» Tasks
a – According to the blog entry, how old was Calvin when he was first brought home from the hospital?
b – From the blog entry, return the passage between "In one of the" and "hold her child.", inclusive.

» Selected passage
6.02.2013

not just in the movies

Since Calvin was born, watching movies feels different. My senses have heightened and my nerves have splintered raw. I can still take most any genre—horror, suspense, drama—but now, it’s the occasional image I feel the urge to sensor with both hands over my eyes.

Shortly after we brought Calvin home from the hospital for the first time, when he was nearly two months old, we rented the film The Magdalene Sisters. A drama based on fact, it portrays the enduring hardship of three Irish girls having entered—against their will—an asylum for wayward teens and promiscuous girls known as the Magdelene Laundries. Some girls had been impregnated by their own fathers, others were deemed too flirtatious or too beautiful to be out in society. They were sent to the abusive institutions, which were run by the Catholic and Protestant Churches during the 19th and into the 20th century.

In one of the first scenes a teenage mother bears a child out of wedlock. The infant is snatched away by her parents and given up for adoption. Childless and grieving, the new mother is immediately cast into the asylum where she is forced to do hard labor in its institutional laundry. On her first night there, robbed of the child meant to nurse at her bosom, she suffers the excruciating pain of engorgement and the indescribable despair of knowing she’d never hold her child.

My heart hung heavy as I watched. I ached for the girl, knowing her physical pain—I’d felt it myself—grieving her loss, her despair. The scene reduced me to silent tears, its watery images skating across my vision like sharp sheets of ice. I knew it’s truths, and I knew of other such atrocities in the world that were ongoing just as I sat comfortably watching the film.

» Supplied data
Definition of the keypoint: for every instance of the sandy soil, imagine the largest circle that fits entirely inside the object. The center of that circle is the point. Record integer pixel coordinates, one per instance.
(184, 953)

» List of answers
a – Nearly two months old.

b –
In one of the first scenes a teenage mother bears a child out of wedlock. The infant is snatched away by her parents and given up for adoption. Childless and grieving, the new mother is immediately cast into the asylum where she is forced to do hard labor in its institutional laundry. On her first night there, robbed of the child meant to nurse at her bosom, she suffers the excruciating pain of engorgement and the indescribable despair of knowing she’d never hold her child.